Items from a dataset

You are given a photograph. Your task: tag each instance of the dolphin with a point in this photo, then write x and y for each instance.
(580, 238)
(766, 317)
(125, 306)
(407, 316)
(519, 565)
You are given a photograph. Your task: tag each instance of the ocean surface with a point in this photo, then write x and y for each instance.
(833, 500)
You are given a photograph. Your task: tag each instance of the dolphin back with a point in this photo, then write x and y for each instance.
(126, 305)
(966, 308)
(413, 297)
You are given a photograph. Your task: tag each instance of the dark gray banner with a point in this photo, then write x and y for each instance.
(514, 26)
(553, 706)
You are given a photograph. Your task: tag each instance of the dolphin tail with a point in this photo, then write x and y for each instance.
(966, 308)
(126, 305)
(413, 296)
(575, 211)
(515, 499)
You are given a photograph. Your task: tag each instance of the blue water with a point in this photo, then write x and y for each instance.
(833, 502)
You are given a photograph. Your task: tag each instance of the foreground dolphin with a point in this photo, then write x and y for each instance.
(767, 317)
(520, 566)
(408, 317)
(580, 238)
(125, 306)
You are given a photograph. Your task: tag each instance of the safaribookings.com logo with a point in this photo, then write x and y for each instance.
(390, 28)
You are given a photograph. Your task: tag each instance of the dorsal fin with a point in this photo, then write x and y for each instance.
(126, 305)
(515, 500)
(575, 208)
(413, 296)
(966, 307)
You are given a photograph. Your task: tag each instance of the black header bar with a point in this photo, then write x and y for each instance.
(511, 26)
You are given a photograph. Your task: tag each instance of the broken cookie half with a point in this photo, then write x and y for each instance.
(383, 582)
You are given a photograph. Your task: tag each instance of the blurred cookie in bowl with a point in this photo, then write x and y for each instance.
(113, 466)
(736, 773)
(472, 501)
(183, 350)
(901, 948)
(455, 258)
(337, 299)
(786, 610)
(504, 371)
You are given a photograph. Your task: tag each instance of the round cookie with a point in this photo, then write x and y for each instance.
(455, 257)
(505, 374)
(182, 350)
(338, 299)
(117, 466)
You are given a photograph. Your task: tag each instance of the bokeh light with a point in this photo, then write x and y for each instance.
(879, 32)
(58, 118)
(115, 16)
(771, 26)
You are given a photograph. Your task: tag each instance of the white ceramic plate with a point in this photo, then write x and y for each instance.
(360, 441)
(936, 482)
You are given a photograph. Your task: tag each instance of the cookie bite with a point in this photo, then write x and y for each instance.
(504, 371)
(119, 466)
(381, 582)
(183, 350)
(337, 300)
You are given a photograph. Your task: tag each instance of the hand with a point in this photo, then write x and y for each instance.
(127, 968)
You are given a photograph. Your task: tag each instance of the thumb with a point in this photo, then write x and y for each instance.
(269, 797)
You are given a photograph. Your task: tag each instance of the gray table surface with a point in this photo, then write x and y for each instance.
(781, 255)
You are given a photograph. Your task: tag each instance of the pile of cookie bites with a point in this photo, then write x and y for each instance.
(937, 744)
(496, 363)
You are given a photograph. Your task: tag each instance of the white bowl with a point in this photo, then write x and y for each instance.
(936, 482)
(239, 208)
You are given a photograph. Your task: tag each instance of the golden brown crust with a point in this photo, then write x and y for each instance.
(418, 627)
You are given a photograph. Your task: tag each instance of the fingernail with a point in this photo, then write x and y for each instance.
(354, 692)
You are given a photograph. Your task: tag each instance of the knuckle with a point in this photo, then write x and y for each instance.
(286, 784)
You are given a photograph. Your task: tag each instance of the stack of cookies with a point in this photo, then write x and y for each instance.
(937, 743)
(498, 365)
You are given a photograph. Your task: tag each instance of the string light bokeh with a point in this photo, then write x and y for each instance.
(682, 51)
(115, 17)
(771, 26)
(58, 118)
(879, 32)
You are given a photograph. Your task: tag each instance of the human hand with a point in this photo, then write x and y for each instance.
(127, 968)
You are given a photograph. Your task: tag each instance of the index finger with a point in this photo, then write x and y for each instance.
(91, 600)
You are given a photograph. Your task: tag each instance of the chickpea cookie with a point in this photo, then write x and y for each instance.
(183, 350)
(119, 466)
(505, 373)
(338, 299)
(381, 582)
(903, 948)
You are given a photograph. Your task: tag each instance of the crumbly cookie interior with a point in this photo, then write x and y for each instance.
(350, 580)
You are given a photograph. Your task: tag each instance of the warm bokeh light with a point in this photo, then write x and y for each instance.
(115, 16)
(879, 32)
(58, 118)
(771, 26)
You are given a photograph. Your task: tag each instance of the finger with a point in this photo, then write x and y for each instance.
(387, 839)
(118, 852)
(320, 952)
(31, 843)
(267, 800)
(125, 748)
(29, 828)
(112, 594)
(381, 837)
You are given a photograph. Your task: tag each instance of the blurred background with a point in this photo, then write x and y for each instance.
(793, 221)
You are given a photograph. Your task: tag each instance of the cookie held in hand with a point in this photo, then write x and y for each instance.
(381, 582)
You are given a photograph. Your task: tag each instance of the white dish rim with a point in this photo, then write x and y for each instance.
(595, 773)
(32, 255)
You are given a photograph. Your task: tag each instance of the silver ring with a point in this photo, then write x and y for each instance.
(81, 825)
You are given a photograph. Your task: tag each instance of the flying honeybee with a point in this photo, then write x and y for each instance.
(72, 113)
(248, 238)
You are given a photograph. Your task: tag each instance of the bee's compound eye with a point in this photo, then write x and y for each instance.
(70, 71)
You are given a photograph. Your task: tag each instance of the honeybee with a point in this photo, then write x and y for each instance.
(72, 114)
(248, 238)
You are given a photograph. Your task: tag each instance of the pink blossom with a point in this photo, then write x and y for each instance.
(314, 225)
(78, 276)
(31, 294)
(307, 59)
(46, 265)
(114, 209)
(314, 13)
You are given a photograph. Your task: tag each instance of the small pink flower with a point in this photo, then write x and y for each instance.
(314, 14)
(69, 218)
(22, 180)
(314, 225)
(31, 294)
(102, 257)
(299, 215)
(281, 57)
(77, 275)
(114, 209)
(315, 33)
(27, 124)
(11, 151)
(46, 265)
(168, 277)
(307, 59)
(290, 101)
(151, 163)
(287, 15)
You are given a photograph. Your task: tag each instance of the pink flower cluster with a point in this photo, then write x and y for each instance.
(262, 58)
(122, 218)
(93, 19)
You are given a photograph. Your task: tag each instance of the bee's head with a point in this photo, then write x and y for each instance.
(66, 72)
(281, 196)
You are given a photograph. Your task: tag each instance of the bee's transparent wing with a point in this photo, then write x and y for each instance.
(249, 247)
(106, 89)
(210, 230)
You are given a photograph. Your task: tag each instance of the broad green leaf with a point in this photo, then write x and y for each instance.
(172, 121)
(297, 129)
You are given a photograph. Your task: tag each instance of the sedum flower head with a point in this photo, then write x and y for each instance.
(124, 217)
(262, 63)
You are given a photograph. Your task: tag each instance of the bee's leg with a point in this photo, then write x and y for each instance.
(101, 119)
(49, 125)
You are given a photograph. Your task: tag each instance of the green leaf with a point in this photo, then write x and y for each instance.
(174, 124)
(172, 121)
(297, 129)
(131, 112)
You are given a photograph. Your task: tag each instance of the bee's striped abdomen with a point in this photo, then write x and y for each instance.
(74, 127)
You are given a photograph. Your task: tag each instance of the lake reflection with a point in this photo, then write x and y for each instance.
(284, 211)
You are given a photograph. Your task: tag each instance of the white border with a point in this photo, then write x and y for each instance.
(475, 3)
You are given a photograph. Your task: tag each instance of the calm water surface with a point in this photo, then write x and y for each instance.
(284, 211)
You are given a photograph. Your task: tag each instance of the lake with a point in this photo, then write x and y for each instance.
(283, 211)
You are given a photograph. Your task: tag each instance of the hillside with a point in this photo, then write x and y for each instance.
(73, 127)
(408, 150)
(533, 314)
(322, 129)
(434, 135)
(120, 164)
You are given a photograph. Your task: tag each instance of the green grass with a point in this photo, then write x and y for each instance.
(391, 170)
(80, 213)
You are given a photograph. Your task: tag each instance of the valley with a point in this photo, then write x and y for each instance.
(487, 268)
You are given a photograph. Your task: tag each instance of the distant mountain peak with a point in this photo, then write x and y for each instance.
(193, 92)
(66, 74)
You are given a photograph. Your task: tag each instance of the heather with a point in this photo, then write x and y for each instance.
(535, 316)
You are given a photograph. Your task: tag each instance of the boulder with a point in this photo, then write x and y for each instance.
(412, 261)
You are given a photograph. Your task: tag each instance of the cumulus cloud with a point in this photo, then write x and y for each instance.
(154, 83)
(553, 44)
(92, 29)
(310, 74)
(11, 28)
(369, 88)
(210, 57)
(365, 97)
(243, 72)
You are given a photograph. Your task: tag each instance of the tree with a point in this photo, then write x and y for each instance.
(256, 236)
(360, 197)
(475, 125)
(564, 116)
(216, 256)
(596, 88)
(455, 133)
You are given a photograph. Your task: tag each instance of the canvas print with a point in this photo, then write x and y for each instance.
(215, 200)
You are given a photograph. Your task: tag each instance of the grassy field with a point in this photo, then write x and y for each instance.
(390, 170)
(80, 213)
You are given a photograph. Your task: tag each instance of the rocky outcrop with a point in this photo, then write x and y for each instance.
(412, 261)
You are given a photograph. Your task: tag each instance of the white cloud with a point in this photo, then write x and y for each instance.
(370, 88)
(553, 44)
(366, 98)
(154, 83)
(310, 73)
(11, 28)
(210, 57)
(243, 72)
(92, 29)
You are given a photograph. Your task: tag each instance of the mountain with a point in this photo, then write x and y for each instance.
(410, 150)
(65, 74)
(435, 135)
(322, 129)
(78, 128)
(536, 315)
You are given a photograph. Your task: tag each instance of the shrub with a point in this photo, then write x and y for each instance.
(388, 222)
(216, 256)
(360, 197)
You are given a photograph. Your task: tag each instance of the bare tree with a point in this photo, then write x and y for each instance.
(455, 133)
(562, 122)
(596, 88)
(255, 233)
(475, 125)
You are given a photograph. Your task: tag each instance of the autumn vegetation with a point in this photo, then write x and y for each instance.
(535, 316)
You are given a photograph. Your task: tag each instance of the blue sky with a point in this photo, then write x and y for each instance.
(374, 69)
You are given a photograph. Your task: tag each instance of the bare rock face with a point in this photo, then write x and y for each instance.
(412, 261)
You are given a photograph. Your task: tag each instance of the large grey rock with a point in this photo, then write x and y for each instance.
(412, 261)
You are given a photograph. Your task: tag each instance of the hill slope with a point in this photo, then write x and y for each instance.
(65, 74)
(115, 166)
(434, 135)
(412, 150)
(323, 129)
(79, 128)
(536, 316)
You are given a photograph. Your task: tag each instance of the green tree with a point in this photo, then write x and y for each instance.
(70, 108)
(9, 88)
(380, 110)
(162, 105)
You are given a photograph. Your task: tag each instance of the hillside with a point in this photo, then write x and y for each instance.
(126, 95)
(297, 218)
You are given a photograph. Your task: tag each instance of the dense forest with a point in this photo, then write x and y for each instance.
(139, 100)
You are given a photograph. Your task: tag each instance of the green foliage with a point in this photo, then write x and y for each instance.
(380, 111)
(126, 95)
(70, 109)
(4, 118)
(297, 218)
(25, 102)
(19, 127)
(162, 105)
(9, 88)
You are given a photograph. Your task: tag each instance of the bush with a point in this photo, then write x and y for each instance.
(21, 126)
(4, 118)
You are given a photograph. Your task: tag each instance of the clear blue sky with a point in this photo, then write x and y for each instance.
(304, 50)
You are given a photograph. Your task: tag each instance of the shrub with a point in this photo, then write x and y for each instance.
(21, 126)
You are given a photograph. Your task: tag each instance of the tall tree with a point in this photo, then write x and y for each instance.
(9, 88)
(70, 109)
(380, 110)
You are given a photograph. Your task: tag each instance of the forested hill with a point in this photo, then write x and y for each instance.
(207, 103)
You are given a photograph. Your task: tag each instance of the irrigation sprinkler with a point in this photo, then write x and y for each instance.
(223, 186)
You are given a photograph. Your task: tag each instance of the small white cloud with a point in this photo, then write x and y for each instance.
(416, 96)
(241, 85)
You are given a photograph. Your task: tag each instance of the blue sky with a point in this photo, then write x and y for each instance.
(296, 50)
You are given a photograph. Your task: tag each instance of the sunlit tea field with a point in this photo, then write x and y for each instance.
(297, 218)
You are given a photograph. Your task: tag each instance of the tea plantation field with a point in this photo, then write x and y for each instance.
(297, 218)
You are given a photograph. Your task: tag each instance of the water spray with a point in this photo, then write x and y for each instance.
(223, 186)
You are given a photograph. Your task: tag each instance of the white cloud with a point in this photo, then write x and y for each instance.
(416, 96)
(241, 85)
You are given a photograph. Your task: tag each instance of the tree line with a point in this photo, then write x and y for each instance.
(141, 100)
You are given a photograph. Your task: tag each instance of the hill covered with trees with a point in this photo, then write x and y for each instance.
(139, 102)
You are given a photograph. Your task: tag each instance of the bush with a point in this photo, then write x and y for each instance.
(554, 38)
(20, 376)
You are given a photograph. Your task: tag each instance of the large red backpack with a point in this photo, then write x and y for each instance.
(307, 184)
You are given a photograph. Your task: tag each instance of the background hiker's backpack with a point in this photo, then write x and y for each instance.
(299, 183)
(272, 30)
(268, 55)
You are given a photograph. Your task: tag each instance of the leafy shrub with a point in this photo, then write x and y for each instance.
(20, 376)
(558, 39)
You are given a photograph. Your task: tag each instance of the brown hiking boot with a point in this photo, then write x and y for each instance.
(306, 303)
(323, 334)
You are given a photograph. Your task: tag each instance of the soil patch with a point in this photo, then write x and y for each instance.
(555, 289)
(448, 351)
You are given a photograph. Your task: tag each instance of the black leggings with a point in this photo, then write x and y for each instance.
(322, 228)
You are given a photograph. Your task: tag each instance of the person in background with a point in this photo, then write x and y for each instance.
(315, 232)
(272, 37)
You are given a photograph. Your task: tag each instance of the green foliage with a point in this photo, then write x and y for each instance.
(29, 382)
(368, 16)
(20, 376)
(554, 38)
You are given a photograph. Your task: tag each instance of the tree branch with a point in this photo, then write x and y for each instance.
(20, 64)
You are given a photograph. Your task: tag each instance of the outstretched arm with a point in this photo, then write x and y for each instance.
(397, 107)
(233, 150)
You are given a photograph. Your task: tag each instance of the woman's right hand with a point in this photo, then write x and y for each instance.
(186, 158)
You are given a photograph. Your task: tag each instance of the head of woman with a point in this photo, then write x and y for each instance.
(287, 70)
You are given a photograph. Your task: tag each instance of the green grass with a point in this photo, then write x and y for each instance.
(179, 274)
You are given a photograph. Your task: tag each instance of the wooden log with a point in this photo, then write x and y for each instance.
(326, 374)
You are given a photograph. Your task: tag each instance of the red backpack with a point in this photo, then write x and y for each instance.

— REQUEST —
Write out the lines above, starting at the line that contains "of the brown" and ending with the final line, and nothing else; copy them exactly.

— ANSWER IN FULL —
You are given a photograph. Your task: tag each instance of the brown hiking boot with a point in this photo, then write x and y for each instance.
(306, 303)
(323, 334)
You are given a photograph. Your task: tag each instance of the soil patch with a point in this photo, then write x and y for each instance.
(555, 289)
(448, 351)
You are given a photograph. Your task: tag each instance of the black leggings with a point in this photo, then write x and y for each instance.
(322, 228)
You are given a photograph. Your task: tag each instance of the person in background with a point in this photo, then write x and y for each instance.
(315, 232)
(272, 37)
You are given a photograph. Your task: tag each instance of the green foliage with a point in this photo, then write x and y for each instance.
(29, 382)
(368, 16)
(20, 376)
(554, 38)
You are given a photograph. Your task: tag each instance of the tree branch with a point in this photo, then write x and y for each instance.
(20, 64)
You are given a photograph. Your task: tag each instance of the outstretched arm with a point in this photo, then write x and y for each instance.
(397, 107)
(233, 150)
You are given a photograph. Your task: tag each instance of the woman's right hand with a point in this photo, then write x and y for each instance.
(186, 158)
You are given a photograph. Your task: tag each instance of the head of woman with a point in this photo, then write x and y for each instance.
(287, 70)
You are given a photograph. Your task: tag each instance of the green grass with a point in this photo, then write x and y for each instance.
(179, 274)
You are given a photograph. Your task: tag each instance of the wooden log with a point in this photo, then write x and y for each instance.
(326, 374)
You are given a photograph. Your task: tag each instance of the red backpack with a point in this photo, then write x and y for each instance.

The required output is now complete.